Text shown:
========================

Lawrence Kasdan is one of those screen legends that you kind of can’t believe is an actual human being, who you can sit down with in a cavernous room at the Los Angeles Convention Center on a sleepy Sunday afternoon to talk about the most hotly anticipated movie, maybe in the history of cinema. It turns out that Kasdan is a perfectly lovely man, who just so happens to have written Star Wars: The Empire Strikes Back, Raiders of the Lost Ark, and the movie we were there to talk about: Star Wars: The Force Awakens. (He is also writing the Han Solo-centered prequel film, to be directed by The Lego Movie team of Phil Lord and Chris Miller.) Not once did he interrupt our conversation and say, “You know I wrote and directed The Accidental Tourist?” Not once.

 

It’s amazing Kasdan returned to the franchise, especially considering George Lucas only drafted him for The Empire Strikes Back after the original writer died during pre-production. (Kasdan contributed all of the memorable moments we still talk about today; that first draft is something of an infamous unused relic.) But when Kathleen Kennedy was assembling a creative collective for upcoming Star Wars films, after their acquisition by Disney, Kasdan was an obvious go-to choice; both as a writer and a shepherd of the saga.

 

We got to talk to Kasdan about the initial draft of the film by Toy Story 3 writer Michael Arndt, how involved the art department was with the development of the script, and how long walks with co-writer/director J.J. Abrams eventually became Star Wars: The Force Awakens.

 

At the YouTube Space event the other night, J.J. described these long walks that you two would go on, where you’d just talk about the story. How does it go from that to a script?

He was recording everything on a cell phone and we would have it transcribed, by [co-producer and Abrams’ former assistant] Michelle Rejwan. She was transcribing it because no one was allowed to see what was being done. And Michelle has been integral to this whole process—she’s an incredible woman with a brilliant mind about these things. She’s the real go-to person. So she was transcribing them and we were remembering and talking about it. Eventually, we had to go to an office and work on it.

 

Abrams has stated that the art department was involved while you were writing. Was that a fun process?

========================

Tasks to carry out:
[1] According to the Kasdan interview, why did Michelle Rejwan do the transcribing of the recorded walks?
[2] Do these statements agree with the Kasdan interview? Answer yes or no for each, and quote the deciding words.
(a) Kasdan wrote Raiders of the Lost Ark.
(b) J.J. Abrams will direct the Han Solo prequel film.
(c) Michael Arndt wrote the initial draft of The Force Awakens.
[3] Carry on the Kasdan interview from the point where it stops.
The items that follow come from a different source than the Kasdan interview.

========================

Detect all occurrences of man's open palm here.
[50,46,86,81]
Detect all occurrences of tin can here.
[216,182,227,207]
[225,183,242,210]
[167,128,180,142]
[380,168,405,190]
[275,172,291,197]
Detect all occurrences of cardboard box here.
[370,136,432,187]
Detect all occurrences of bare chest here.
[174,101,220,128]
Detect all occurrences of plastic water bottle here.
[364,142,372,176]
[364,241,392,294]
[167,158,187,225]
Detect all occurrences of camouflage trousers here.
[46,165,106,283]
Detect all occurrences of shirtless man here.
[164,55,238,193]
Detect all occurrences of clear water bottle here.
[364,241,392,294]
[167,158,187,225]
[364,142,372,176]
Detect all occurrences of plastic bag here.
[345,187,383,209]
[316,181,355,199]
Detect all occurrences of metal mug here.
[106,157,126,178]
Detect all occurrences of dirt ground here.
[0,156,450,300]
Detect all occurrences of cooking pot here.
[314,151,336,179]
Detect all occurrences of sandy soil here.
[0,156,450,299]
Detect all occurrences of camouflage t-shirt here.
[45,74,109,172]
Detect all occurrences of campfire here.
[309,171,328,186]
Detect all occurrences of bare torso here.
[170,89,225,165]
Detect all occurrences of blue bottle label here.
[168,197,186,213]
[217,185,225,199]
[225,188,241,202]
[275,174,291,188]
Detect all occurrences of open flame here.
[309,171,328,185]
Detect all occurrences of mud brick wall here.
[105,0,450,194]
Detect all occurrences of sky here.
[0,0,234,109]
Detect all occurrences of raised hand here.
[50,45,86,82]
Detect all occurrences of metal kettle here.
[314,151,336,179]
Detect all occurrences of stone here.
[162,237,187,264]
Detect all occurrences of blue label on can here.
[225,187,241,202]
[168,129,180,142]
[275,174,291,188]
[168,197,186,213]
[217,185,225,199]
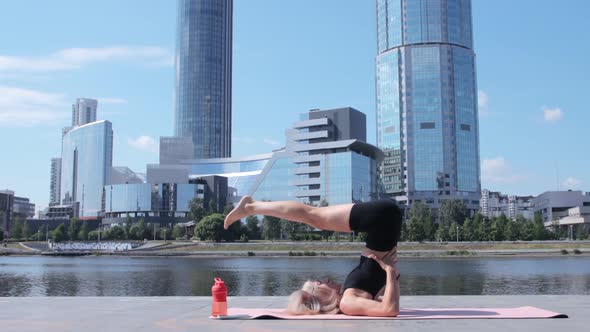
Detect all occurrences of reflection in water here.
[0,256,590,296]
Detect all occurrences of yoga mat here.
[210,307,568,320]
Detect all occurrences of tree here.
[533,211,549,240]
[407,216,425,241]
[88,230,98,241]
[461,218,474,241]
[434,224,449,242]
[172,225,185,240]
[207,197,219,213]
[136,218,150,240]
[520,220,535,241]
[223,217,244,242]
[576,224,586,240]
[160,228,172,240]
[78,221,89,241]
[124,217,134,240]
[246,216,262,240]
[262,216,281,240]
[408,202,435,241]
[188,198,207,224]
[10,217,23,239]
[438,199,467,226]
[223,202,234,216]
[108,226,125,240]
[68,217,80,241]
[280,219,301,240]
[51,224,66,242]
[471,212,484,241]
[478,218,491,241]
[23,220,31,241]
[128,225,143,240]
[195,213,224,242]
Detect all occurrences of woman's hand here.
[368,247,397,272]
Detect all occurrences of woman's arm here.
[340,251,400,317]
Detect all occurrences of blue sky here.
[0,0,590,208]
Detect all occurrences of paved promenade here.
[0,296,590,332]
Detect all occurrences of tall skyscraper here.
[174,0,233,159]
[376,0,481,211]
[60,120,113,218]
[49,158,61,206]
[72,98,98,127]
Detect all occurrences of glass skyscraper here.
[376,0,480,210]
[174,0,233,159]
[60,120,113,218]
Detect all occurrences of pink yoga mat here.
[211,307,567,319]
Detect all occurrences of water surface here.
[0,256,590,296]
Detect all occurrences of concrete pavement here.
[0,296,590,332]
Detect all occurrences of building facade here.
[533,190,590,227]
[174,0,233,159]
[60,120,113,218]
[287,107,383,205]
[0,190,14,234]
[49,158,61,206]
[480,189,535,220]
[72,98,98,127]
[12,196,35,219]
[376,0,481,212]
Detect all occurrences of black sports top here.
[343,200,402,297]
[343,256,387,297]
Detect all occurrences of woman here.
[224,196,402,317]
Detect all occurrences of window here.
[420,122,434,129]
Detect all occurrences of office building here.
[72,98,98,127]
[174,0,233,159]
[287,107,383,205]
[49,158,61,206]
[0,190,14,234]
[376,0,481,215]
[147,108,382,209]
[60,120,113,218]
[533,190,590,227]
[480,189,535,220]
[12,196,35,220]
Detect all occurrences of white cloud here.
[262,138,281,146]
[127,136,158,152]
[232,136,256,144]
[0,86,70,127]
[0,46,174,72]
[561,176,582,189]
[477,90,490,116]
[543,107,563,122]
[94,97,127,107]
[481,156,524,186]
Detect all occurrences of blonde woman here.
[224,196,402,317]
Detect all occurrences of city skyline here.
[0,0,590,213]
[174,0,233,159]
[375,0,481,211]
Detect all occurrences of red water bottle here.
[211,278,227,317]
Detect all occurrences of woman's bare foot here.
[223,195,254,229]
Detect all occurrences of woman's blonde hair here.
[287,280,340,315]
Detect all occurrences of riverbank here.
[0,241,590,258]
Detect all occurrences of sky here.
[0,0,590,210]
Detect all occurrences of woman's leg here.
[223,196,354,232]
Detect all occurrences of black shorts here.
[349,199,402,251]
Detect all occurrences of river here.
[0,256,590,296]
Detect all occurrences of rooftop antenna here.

========================

The responses:
[1] She did the transcribing because no one was allowed to see what was being done.

[2]
(a) Yes: "written Star Wars: The Empire Strikes Back, Raiders of the Lost Ark"
(b) No: "to be directed by The Lego Movie team of Phil Lord and Chris Miller"
(c) Yes: "the initial draft of the film by Toy Story 3 writer Michael Arndt"

[3]
It is. Rick Carter [one of the film’s two production designers] is old school. He’s done a lot of Steven [Spielberg]’s movies and he’s a man of the ‘60s, so he identified with me. He’s full of the spirit of the Force, even though he’s never worked on a Star Wars movie before. But he’s that sort of hippie, Zen master. He was full of wonderful ideas. They were turning out paintings by the dozens while we were just getting started. Anything you’d tell them, they’d turn back 50 drawings. It’s great. It would sometimes influence us. But it was great when we’d go, “We actually are going to do something like this,” and they would come up with stuff actually directed at something.

 

You were a part of the original trilogy. So what was it like bringing these characters and this world to a new generation?

The saga is very accepting. It accepted me early on and it accepted J.J. early on because it gives you what you give it. He absolutely adored the first movie and it changed his life. He loves the first trilogy and we felt exactly the same. When I first met J.J. and Kathy and I were there to talk to him about it, the things he said that he thought it should be were the same things we were struggling with, which is the physicality to it—the lack of dependence on CG, you need sets, you need puppets, you need props. Those were the things that gave the first trilogy its charm.

 

You’re co-writing the Han Solo movie with your son. Is that it for you?

Yes, that’s it for me.

 

Will you consult?

Oh yes. We just turned in the second draft, people are very excited, and Chris [Miller] and Phil [Lord] are amazing. They’re from another planet. They’re going to start shooting in a year. Between now and then, that thing is going to change a lot. But I’ll be there to help if I can. They have to take over. I have to get back to directing.

 

Star Wars: The Force Awakens opens in a galaxy near you on December 18.